Trace quantities of other organic compounds that are known carcinogens are released from coal-fired plants. These could in theory lead to a small number of delayed premature deaths amongst the general population in much the same way as radiation releases. There is almost no scientific information on this risk, although one estimate has Suggested that it could be similar in magnitude to the effects of radiation releases from coal or nuclear plants.

Acid gases are most significant for coal, oil and emulsion fuels. Natural gas does not contribute other than through small emissions of nitrogen oxides. Most fossil-fuelled plants now being constructed in OECD countries are designed to reduce the emissions of sulphur dioxide and nitrogen oxides to "tolerable" levels. As is true of nuclear plants, the costs of the controls required to meet emission regulations would be incorporated into the investment cost analysis. In cases where the cost of the impact of the emissions is still considered as an "externality" by utilities, they would have to be considered by the appropriate governmental authorities.

Fossil fuel combustion leads to the release of carbon dioxide and nitrous oxides, both of which add to the heat-trapping capabilities of the atmosphere. The principal greenhouse gas (apart from water vapour) is carbon dioxide, which currently accounts for some 50% of the global warming effect of the atmosphere. There is still much uncertainty about the precise size of this global warming, and even greater uncertainty about the regional variations in temperature and rainfall. But some of the adverse effects could well be minimised provided they were slow enough to permit evolutionary social change and migration.

> **AIM OF THE EXERCISE**
Please copy the passage on fossil-fuel plant emissions above in full, word for word. The listing has nothing to do with this.

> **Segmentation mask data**

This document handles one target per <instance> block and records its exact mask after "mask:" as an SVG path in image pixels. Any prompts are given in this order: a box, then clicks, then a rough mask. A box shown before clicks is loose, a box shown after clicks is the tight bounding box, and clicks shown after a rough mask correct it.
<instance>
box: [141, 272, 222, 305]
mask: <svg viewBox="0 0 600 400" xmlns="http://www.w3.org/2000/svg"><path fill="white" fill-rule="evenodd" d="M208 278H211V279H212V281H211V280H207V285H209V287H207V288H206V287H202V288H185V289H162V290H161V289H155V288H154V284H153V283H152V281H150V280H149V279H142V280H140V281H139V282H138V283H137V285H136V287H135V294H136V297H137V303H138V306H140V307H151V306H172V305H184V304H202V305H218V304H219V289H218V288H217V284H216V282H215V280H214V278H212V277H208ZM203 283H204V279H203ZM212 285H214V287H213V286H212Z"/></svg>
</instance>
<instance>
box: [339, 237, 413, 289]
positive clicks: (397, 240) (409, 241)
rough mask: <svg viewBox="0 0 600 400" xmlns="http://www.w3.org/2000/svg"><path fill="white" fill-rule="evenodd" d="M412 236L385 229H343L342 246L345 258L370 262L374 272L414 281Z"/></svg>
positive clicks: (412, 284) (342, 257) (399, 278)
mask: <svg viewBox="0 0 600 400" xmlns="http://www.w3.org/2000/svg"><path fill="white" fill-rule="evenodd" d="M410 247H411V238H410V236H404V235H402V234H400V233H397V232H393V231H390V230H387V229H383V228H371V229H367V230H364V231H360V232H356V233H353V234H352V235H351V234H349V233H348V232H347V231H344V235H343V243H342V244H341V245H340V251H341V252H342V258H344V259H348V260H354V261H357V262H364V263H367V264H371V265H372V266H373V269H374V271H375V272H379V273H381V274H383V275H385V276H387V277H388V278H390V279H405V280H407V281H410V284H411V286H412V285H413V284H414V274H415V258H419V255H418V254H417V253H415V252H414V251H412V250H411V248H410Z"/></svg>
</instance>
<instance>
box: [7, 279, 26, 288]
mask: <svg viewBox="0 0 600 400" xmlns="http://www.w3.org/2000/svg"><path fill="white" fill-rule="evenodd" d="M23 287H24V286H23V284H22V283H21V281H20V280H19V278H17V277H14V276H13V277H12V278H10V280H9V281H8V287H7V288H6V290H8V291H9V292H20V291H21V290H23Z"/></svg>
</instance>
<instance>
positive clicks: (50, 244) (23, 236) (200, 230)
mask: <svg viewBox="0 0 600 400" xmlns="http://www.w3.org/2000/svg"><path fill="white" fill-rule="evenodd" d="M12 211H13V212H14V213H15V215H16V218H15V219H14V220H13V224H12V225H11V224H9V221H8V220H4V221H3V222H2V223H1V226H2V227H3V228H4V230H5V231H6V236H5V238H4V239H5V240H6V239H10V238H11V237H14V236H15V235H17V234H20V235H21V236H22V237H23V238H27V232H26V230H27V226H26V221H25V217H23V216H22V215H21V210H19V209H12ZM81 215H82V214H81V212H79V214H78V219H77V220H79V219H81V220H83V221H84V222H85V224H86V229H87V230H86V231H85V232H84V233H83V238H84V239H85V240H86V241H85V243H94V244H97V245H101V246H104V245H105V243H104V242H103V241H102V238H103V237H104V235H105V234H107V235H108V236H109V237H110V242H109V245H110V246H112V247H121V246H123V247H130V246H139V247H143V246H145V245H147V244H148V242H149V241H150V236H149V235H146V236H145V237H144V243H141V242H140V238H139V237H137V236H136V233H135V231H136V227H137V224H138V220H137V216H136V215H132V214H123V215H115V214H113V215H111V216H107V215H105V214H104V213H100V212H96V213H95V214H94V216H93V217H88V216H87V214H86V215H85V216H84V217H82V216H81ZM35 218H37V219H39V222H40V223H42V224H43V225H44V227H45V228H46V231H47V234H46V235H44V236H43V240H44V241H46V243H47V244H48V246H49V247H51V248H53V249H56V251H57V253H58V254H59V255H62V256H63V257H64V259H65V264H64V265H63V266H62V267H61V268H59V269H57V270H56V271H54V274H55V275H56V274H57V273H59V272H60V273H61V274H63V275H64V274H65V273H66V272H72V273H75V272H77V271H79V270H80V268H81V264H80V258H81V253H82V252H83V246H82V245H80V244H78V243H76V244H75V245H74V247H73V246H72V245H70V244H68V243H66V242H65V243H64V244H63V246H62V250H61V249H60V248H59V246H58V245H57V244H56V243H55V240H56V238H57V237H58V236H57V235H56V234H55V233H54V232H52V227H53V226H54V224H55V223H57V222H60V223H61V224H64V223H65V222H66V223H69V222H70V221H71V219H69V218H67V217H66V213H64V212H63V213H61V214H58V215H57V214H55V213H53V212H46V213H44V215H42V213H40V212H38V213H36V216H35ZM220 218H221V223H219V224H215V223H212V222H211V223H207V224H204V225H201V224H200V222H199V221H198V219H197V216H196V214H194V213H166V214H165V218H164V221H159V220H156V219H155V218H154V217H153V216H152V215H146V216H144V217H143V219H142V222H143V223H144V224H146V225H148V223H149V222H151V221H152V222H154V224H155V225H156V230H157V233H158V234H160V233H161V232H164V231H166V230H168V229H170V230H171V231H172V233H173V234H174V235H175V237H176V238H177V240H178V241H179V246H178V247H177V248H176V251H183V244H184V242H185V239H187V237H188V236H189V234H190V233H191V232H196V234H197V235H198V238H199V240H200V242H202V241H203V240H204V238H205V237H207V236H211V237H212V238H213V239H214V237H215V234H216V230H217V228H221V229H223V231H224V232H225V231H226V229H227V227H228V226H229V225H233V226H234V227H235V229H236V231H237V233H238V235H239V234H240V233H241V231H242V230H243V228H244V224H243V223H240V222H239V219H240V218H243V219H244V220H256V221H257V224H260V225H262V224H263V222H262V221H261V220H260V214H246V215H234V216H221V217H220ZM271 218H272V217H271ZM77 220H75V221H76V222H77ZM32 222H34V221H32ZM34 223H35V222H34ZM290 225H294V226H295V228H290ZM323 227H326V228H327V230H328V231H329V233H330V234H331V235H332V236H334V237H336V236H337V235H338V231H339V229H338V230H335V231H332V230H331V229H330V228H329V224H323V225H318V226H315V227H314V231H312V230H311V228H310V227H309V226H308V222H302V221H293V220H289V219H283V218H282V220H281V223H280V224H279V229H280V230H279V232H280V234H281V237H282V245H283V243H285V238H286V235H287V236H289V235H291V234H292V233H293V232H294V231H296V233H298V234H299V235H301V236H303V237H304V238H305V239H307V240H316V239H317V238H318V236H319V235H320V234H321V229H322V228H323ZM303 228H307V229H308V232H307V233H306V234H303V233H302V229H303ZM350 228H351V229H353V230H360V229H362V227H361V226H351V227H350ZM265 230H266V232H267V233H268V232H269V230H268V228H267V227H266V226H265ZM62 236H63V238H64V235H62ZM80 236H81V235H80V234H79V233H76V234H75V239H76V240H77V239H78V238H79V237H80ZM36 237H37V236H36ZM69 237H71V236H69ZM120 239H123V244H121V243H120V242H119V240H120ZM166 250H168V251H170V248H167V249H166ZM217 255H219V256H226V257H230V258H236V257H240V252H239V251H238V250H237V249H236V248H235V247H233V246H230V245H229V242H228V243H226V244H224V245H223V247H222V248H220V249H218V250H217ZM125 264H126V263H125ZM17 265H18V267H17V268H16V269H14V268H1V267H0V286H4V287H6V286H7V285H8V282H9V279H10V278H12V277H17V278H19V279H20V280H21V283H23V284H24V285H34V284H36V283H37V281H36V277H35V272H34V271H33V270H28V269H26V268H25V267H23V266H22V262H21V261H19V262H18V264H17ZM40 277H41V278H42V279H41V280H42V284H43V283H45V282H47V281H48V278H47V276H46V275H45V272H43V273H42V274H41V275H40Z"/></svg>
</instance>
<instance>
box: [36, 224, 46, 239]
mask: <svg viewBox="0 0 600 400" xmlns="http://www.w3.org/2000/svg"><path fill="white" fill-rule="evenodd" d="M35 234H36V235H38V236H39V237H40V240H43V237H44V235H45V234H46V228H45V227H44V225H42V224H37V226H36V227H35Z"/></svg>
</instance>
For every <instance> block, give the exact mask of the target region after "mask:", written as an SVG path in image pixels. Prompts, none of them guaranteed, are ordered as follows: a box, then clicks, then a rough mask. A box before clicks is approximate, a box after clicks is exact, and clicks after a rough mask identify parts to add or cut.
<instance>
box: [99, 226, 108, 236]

> **ANSWER BELOW**
Trace quantities of other organic compounds that are known carcinogens are released from coal-fired plants. These could in theory lead to a small number of delayed premature deaths amongst the general population in much the same way as radiation releases. There is almost no scientific information on this risk, although one estimate has Suggested that it could be similar in magnitude to the effects of radiation releases from coal or nuclear plants.

Acid gases are most significant for coal, oil and emulsion fuels. Natural gas does not contribute other than through small emissions of nitrogen oxides. Most fossil-fuelled plants now being constructed in OECD countries are designed to reduce the emissions of sulphur dioxide and nitrogen oxides to "tolerable" levels. As is true of nuclear plants, the costs of the controls required to meet emission regulations would be incorporated into the investment cost analysis. In cases where the cost of the impact of the emissions is still considered as an "externality" by utilities, they would have to be considered by the appropriate governmental authorities.

Fossil fuel combustion leads to the release of carbon dioxide and nitrous oxides, both of which add to the heat-trapping capabilities of the atmosphere. The principal greenhouse gas (apart from water vapour) is carbon dioxide, which currently accounts for some 50% of the global warming effect of the atmosphere. There is still much uncertainty about the precise size of this global warming, and even greater uncertainty about the regional variations in temperature and rainfall. But some of the adverse effects could well be minimised provided they were slow enough to permit evolutionary social change and migration.